"""

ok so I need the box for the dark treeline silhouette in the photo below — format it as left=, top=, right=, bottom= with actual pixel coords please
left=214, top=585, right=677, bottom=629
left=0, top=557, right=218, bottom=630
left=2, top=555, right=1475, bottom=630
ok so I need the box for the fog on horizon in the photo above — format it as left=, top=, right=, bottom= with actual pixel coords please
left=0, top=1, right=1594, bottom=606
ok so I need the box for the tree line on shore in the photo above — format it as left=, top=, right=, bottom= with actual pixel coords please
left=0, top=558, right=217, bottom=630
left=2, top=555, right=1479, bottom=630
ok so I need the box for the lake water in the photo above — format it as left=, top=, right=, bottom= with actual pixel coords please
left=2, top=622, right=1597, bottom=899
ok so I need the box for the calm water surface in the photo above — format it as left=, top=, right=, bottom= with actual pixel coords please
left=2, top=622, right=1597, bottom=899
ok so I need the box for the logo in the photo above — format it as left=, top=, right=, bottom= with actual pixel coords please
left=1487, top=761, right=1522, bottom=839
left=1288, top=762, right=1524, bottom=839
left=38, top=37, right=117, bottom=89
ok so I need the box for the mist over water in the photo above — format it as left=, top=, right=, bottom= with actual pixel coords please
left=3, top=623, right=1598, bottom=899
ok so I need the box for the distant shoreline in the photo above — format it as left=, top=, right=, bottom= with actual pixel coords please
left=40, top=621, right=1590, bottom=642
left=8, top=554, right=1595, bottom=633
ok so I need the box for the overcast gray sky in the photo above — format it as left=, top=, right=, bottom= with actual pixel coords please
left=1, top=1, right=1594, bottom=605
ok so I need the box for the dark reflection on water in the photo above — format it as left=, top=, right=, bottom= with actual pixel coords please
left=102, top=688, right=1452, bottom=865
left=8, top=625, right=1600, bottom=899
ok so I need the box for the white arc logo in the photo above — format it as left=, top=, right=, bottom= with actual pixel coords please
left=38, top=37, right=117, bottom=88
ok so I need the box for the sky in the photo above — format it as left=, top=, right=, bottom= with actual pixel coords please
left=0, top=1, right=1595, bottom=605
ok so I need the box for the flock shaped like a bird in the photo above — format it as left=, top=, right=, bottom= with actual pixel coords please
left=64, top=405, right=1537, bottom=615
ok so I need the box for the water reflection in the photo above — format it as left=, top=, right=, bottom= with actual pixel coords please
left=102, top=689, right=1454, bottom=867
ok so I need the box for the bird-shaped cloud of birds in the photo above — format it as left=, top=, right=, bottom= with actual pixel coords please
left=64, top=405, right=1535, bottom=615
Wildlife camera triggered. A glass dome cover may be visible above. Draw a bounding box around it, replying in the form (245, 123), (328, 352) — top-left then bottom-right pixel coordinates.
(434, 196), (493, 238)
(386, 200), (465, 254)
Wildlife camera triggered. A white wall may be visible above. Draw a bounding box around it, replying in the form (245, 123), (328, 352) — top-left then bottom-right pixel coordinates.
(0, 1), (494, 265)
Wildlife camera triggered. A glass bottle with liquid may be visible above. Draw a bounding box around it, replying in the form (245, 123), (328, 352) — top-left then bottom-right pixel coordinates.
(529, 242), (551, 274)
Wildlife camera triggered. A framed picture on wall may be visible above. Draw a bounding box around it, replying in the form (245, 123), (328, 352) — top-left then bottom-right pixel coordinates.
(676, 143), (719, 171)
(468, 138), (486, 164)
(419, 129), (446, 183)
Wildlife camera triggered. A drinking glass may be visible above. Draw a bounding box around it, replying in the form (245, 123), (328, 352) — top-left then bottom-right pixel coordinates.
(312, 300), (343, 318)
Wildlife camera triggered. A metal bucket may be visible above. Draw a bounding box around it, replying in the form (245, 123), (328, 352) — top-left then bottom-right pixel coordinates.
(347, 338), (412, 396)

"""

WORK REQUIRED: Go through the listing above and set down each line exactly as it stands.

ANSWER TO THIS EXERCISE:
ok so I need the box for the dark treeline silhouette in the photo below — format it as left=, top=, right=, bottom= with actual pixel coords please
left=214, top=585, right=677, bottom=629
left=0, top=557, right=218, bottom=630
left=2, top=555, right=1475, bottom=630
ok so I need the box for the fog on horizon in the photo above — format it as left=, top=, right=, bottom= with actual pixel coords please
left=0, top=1, right=1594, bottom=606
ok so I need the box for the tree line on shore in the photo above — format it as left=, top=, right=, bottom= with actual pixel coords please
left=0, top=558, right=217, bottom=630
left=2, top=555, right=1479, bottom=630
ok so I need the box for the lake water in the photo above — format it as left=, top=, right=, bottom= with actual pixel coords please
left=2, top=622, right=1597, bottom=899
ok so I need the box for the calm water surface in the photo above — format it as left=, top=, right=, bottom= with actual pixel coords please
left=2, top=622, right=1597, bottom=899
ok so I need the box for the logo in the photo above — format it as left=, top=, right=, bottom= with actual pixel coords please
left=1487, top=761, right=1522, bottom=839
left=1288, top=762, right=1524, bottom=839
left=38, top=37, right=117, bottom=89
ok so I need the box for the mist over water in the photo above — format it as left=, top=, right=, bottom= with actual pixel coords please
left=3, top=623, right=1598, bottom=899
ok so I need the box for the distant shoreline in the photo above — format it as left=, top=, right=, bottom= with actual pixel coords please
left=40, top=621, right=1590, bottom=642
left=8, top=554, right=1595, bottom=633
ok so I need the box for the overcast gray sky in the photo above — format it as left=, top=, right=, bottom= with actual pixel coords please
left=1, top=1, right=1594, bottom=605
ok so I need the box for the dark reflection on water in the photo above — format it as left=, top=, right=, bottom= with actual pixel coords please
left=102, top=688, right=1452, bottom=865
left=8, top=625, right=1600, bottom=899
ok so I need the box for the white arc logo in the photo above — format it as left=, top=, right=, bottom= with actual pixel coords please
left=38, top=37, right=117, bottom=88
ok so I need the box for the sky in the photo above — format it as left=, top=, right=, bottom= with actual pixel coords please
left=0, top=1, right=1595, bottom=605
ok so I need the box for the flock shaped like a bird in the photo above — format it as left=, top=, right=, bottom= with actual pixel coords please
left=64, top=405, right=1537, bottom=615
ok so I need the box for the water reflection in the photo above — format it as left=, top=, right=, bottom= with actual pixel coords please
left=102, top=689, right=1454, bottom=867
ok so I need the box for the bird-shaped cloud of birds in the photo above — format it as left=, top=, right=, bottom= with actual pixel coords please
left=64, top=405, right=1535, bottom=615
Wildlife camera triggered. A glass dome cover may be visible above. Draw a bounding box around it, replying in the form (245, 123), (328, 352) — top-left then bottom-right pixel coordinates.
(434, 196), (493, 238)
(386, 200), (465, 254)
Wildlife camera triggered. A white wall may be visible above. Draw a bounding box around it, replying in the form (245, 123), (328, 352) — top-left then bottom-right pixel coordinates.
(0, 1), (494, 265)
Wildlife camera triggered. A glass bottle with liquid may be visible above. Draw a bounding box around it, replying in the form (245, 123), (328, 352) — top-left then bottom-right pixel coordinates.
(529, 242), (551, 274)
Wildlife camera triggered. A framed picture on wall may be visible above. Draw a bounding box around it, replying in the form (245, 123), (328, 352) — top-left then bottom-right pixel coordinates.
(676, 143), (719, 171)
(468, 138), (486, 164)
(419, 129), (446, 183)
Wildlife camera triggered. A drinking glass may be visible above. Draw a bounding box around it, replying in the form (245, 123), (328, 352) — top-left then bottom-right pixel coordinates.
(312, 300), (343, 318)
Wildlife camera triggered. A metal bucket may be visible above. Draw a bounding box around it, replying in the form (245, 123), (328, 352) — top-left then bottom-right pixel coordinates.
(347, 338), (412, 396)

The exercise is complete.